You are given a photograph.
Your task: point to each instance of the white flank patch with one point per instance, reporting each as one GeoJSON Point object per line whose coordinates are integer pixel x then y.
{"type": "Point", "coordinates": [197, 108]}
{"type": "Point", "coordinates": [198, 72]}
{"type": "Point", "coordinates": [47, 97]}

--*--

Rewrite the rows above, swapping "white flank patch" for "white tail patch" and leaving everything else unchanged.

- Exercise answer:
You are given a photograph.
Your task: point to each instance of the white tail patch with one point per instance, reporting each as one GeoJSON Point object per line whose coordinates are integer pixel x then y.
{"type": "Point", "coordinates": [197, 108]}
{"type": "Point", "coordinates": [198, 72]}
{"type": "Point", "coordinates": [47, 97]}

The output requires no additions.